▶ _Exercise description_: Output, please, every line from the line that holds "form [336, 134]." to the end, exactly as written.

·····

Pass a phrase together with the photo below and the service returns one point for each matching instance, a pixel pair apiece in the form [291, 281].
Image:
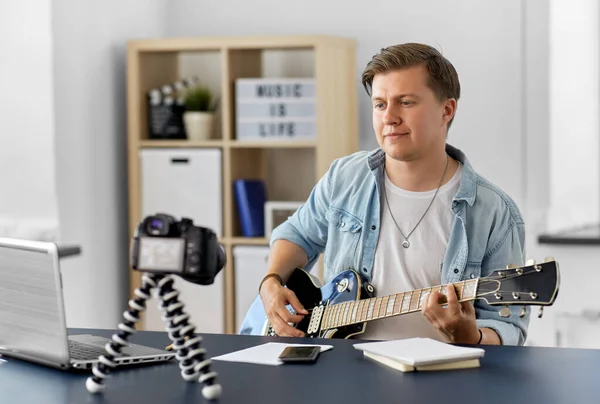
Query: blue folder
[250, 195]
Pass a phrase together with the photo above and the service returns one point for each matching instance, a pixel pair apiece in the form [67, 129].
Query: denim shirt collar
[468, 185]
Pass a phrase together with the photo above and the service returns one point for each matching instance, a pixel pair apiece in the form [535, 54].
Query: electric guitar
[343, 307]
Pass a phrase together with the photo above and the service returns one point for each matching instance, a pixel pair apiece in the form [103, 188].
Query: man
[410, 214]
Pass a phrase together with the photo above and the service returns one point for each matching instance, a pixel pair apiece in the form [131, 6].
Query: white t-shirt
[397, 269]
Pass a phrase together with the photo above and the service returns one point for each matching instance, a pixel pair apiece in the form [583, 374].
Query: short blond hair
[443, 78]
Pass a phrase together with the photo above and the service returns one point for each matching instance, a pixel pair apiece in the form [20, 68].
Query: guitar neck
[360, 311]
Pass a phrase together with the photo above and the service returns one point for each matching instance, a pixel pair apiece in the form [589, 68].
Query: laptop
[32, 316]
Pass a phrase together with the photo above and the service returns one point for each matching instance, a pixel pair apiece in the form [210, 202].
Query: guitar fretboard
[348, 313]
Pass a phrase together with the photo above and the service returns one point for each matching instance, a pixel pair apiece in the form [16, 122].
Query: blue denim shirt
[341, 219]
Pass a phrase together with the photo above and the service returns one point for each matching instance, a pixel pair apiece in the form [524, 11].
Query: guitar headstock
[534, 284]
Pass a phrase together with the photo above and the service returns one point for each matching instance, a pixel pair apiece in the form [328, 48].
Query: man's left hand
[456, 321]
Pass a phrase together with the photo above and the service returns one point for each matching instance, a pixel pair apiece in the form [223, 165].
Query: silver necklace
[406, 243]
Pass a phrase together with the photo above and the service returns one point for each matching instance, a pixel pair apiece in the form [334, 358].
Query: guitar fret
[383, 307]
[363, 309]
[405, 303]
[390, 305]
[398, 303]
[414, 301]
[460, 290]
[342, 314]
[354, 310]
[469, 289]
[424, 295]
[337, 314]
[345, 317]
[376, 308]
[371, 306]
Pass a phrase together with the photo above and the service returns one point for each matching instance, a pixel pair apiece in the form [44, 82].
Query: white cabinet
[184, 182]
[250, 264]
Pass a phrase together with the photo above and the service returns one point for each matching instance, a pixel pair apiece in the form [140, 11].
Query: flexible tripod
[191, 357]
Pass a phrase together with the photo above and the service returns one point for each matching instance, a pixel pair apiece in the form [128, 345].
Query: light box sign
[281, 108]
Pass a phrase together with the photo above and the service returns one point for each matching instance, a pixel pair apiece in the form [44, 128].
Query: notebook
[424, 354]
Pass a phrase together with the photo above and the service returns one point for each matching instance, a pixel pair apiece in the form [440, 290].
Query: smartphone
[300, 354]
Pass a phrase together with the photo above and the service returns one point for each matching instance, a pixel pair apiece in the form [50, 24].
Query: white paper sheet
[420, 351]
[265, 354]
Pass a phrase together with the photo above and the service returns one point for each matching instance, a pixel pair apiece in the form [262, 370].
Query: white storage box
[250, 263]
[184, 182]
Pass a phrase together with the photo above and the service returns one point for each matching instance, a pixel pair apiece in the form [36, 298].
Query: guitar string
[413, 298]
[482, 281]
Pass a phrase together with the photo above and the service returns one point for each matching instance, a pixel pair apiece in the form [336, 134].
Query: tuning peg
[523, 312]
[505, 312]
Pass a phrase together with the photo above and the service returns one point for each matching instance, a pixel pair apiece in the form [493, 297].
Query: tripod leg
[189, 353]
[94, 384]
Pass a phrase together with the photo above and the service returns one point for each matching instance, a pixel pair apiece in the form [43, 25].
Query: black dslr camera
[161, 244]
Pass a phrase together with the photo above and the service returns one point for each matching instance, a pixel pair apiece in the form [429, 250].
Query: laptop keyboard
[84, 352]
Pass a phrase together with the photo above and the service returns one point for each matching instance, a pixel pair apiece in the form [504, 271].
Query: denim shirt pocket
[344, 233]
[472, 270]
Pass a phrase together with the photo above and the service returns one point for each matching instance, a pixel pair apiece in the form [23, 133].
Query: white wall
[574, 119]
[28, 202]
[482, 40]
[563, 150]
[90, 103]
[501, 50]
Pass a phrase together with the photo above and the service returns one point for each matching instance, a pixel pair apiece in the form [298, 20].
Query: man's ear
[449, 110]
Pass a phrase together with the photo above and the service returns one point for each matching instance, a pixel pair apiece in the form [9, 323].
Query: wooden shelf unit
[290, 168]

·····

▶ _Output of the exercise_:
Pass a phrase together with the photo above and the service returns one point for each matching instance, a pixel pair apiece in the form [336, 134].
Query: tuning peg
[523, 312]
[505, 312]
Pass a phrase together with the photo above and the service returns one point for each matching instance, a pixel pair apiece in the form [493, 297].
Query: tripod leg
[189, 353]
[94, 384]
Pass a phrase together with the photo above and the service returns one point for each matching instance, a pixel pair apiece in the form [43, 25].
Query: black dslr camera
[161, 244]
Pass a phrase together with the photo above and the service returns one point for each matching instance, a pixel pair apiece in the form [429, 250].
Query: laptop keyboard
[84, 352]
Pass a phrase together with the photo above and the service returns one point for each matching instance, a pixel pair apiece in the form [504, 271].
Query: denim shirt pocket
[344, 233]
[472, 270]
Pass a phrase together with the photo above and the service returns one point for each matching instance, a pixel pair apiece in the form [23, 133].
Query: white wall
[574, 119]
[28, 202]
[482, 40]
[563, 150]
[90, 103]
[501, 50]
Pass a phrase together with the photo above and the service returns one point for each matching instance, a pixel pair apiece in the form [298, 20].
Query: man's ear
[449, 110]
Pass a phrase together with the photo above and the service returns one point for each matching instance, a pixel pair apiece in the form [9, 323].
Query: wooden shelf unit
[290, 168]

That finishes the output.